═════ DOCUMENT PASSAGE
The Golgi apparatus sits at the center of protein trafficking, lipid processing, and signaling, making it an appealing but difficult target for both imaging and therapeutic intervention. A new peptide-based strategy called cycling molecular assemblies, or CyMA, uses a built-in enzymatic loop to localize at the Golgi and either visualize it quickly or interfere with its function.
The approach starts with amphiphilic peptide thioesters that can enter cells. Once inside, thioesterases remove the protecting group to expose a thiol, which is then re-acylated by Golgi-resident palmitoyltransferases. This back-and-forth chemistry creates a dynamic, Golgi-enriched assembly that is effectively trapped in place by continuous cycling through deacylation and palmitoylation.
For imaging, the CyMA design produces near-immediate Golgi signal, even at very low probe concentrations. In a second version, the fluorescent component is replaced with a biphenyl group, converting the system from a reporter into a functional disruptor. This non-fluorescent variant accumulates at the Golgi and impairs protein modification, trafficking, and secretion, ultimately reducing cell proliferation and causing cell death in experimental models.
One notable feature of the platform is selectivity: the disruptor appears to spare some cell types, including hepatocytes and certain immune cells, likely because of differences in esterase activity. That makes the work interesting not only as a Golgi-targeting method, but also as a proof of concept for using enzyme-driven supramolecular assemblies to selectively trap peptide materials at specific organelles.
More broadly, the study suggests a modular framework that could be adapted to other cellular compartments by swapping in different enzyme pairs. In other words, dynamic peptide assembly may become a general way to image, perturb, or exploit organelles through chemistry that is actively maintained inside living cells.
══════════
═════ DATASET CONTENT
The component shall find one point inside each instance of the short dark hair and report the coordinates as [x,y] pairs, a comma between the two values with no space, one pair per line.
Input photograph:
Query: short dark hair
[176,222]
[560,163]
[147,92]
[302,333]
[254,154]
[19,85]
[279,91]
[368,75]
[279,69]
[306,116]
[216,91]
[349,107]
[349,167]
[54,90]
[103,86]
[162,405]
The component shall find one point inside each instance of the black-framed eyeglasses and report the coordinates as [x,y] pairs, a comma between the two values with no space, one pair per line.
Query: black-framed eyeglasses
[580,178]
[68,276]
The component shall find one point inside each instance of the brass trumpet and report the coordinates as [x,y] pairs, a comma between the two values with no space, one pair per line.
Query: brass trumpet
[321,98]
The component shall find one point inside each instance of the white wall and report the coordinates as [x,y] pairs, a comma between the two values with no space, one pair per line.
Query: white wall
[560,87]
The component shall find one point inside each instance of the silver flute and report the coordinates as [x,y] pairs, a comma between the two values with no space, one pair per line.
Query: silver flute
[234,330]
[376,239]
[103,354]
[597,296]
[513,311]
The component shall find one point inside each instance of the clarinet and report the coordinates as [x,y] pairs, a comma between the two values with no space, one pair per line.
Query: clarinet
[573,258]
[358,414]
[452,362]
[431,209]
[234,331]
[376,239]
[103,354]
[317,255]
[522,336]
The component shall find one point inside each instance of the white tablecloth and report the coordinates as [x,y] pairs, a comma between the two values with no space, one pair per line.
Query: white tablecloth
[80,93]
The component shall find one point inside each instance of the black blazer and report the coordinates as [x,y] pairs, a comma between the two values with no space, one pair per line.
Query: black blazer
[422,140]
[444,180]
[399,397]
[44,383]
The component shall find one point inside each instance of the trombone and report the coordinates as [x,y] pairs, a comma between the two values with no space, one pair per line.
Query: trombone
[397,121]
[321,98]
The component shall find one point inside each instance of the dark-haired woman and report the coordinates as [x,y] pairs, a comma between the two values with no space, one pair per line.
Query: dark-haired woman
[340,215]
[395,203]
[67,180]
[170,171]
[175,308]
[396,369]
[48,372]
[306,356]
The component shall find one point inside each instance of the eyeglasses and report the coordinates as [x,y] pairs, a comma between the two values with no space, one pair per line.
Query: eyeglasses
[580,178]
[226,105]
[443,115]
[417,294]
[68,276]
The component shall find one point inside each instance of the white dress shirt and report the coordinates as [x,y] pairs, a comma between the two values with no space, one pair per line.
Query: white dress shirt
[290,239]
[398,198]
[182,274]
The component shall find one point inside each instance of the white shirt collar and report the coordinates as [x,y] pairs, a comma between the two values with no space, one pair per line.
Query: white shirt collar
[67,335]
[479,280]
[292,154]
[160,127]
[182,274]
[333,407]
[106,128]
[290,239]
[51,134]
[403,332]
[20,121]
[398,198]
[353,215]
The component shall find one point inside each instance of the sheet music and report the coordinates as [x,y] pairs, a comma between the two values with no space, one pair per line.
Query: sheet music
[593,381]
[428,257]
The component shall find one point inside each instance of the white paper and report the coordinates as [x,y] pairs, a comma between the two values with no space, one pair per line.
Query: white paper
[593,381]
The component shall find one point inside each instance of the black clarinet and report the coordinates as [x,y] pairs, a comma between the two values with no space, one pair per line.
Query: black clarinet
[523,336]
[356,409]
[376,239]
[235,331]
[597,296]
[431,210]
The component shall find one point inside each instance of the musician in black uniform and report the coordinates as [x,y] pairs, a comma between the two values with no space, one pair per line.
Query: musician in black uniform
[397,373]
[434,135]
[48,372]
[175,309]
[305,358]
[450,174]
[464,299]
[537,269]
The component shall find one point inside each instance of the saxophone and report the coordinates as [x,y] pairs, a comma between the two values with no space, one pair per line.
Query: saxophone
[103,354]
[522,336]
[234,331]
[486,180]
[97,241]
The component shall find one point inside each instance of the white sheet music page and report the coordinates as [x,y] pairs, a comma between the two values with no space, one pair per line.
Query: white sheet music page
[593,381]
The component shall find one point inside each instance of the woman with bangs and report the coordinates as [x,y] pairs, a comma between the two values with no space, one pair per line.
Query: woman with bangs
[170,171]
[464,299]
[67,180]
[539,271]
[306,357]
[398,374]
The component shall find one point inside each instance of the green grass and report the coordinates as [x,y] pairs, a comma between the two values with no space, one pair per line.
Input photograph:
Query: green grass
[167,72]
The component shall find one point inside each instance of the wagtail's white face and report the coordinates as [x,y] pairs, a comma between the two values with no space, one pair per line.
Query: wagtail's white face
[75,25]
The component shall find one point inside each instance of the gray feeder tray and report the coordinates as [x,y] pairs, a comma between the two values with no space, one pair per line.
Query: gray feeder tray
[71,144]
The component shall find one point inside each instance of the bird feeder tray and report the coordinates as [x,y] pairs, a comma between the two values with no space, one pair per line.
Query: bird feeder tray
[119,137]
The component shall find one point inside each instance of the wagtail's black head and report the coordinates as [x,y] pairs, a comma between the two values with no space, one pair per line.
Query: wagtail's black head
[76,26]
══════════
TASK REQUIREMENTS:
a. In the passage on Golgi-targeting peptide assemblies, which enzymes re-acylate the exposed thiol?
b. Using the passage on Golgi-targeting peptide assemblies, decide whether each statement agrees with it. Give yes or no and quote the deciding words.
(i) The non-fluorescent variant is made by replacing the fluorescent component with a biphenyl group.
(ii) Hepatocytes are among the cell types most strongly affected by the disruptor.
(iii) The framework could be adapted to other cellular compartments by using different enzyme pairs.
c. Transcribe the part of the passage on Golgi-targeting peptide assemblies that begins at the words "The approach starts" and ends after "deacylation and palmitoylation.".

EXERCISE ANSWERS:
a. Golgi-resident palmitoyltransferases.

b.
(i) Yes: "the fluorescent component is replaced with a biphenyl group"
(ii) No: "the disruptor appears to spare some cell types, including hepatocytes and certain immune cells"
(iii) Yes: "could be adapted to other cellular compartments by swapping in different enzyme pairs"

c.
The approach starts with amphiphilic peptide thioesters that can enter cells. Once inside, thioesterases remove the protecting group to expose a thiol, which is then re-acylated by Golgi-resident palmitoyltransferases. This back-and-forth chemistry creates a dynamic, Golgi-enriched assembly that is effectively trapped in place by continuous cycling through deacylation and palmitoylation.